Exercise instructions –
Starting from the line containing "to the tall", write out the rest of the entries exactly, through the final line, including nothing else.

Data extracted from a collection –
§
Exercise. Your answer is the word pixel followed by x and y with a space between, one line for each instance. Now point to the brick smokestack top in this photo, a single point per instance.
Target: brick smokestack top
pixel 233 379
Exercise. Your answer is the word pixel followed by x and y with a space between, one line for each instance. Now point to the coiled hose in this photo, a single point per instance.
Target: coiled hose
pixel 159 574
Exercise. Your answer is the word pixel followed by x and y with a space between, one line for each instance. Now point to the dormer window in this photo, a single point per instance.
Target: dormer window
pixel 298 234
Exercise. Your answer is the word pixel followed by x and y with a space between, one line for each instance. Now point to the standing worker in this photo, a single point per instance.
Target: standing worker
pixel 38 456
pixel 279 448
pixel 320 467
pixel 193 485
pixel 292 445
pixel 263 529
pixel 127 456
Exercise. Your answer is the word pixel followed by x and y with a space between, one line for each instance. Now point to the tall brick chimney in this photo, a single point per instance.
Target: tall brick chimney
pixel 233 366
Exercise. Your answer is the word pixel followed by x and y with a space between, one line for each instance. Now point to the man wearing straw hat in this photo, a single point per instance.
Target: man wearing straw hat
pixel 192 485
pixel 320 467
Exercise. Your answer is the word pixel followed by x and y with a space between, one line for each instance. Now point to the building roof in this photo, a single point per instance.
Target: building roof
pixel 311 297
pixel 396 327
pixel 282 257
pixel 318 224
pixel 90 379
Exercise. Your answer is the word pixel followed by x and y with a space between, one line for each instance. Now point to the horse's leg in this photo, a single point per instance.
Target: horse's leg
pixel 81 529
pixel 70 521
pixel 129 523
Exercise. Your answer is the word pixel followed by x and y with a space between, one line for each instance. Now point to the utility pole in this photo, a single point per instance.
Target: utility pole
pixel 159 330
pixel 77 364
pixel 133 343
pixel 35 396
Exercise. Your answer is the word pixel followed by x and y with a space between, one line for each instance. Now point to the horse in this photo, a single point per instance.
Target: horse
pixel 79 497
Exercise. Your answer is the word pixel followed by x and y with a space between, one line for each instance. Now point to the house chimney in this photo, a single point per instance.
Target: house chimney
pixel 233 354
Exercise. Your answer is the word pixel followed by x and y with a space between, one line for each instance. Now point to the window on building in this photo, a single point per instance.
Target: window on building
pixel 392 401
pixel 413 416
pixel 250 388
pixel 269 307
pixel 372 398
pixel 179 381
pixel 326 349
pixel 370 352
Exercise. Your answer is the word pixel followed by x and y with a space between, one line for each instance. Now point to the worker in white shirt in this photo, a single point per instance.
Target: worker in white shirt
§
Solution below –
Exercise. Your answer is the word pixel followed by x and y with a space between, one line for each instance. Now point to the tall brick chimney in this photo, a single point per instance.
Target: tall brick chimney
pixel 233 366
Exercise. Your answer is the word pixel followed by x and y with a space between, one line for each instance. Now point to the man wearing straw hat in this photo, a single point per instance.
Target: man wearing straw hat
pixel 192 485
pixel 320 467
Exercise. Your answer is the word pixel followed by x and y with a space between, one line for each instance. Now point to the building roof in this photo, a single point per instance.
Target: building roof
pixel 311 297
pixel 396 327
pixel 282 257
pixel 318 224
pixel 90 379
Exercise. Your answer is the word pixel followed by x and y with a space between, one line for each instance. Now point to the horse's leg in this photo, a single point per instance.
Target: horse's leg
pixel 81 529
pixel 70 521
pixel 129 523
Exercise. Your answer is the word pixel followed by x and y with a space between, one line for each instance. Now point to the utility pole in this photo, a single point per instance.
Target: utility pole
pixel 159 330
pixel 77 364
pixel 133 343
pixel 35 396
Exercise. Your answer is the word pixel followed by x and y with a space between, one line for each instance. Now point to the horse in this photo, a single point per instance.
Target: horse
pixel 79 497
Exercise. Your answer is the word pixel followed by x and y with a space between, one line for each instance. Now point to the house chimney in this photo, a single point per instance.
Target: house chimney
pixel 233 354
Exercise. Your answer is the word pixel followed by x and y with a space between, one line for each instance. Now point to the window on building in this photo, a single point per instance.
Target: window on building
pixel 392 401
pixel 413 416
pixel 250 388
pixel 269 307
pixel 372 398
pixel 179 381
pixel 326 349
pixel 370 352
Exercise. Your answer is the word pixel followed by x and y with a space between, one line for each instance. Now point to the worker in white shirt in this photo, a single point per instance.
Target: worker in white shirt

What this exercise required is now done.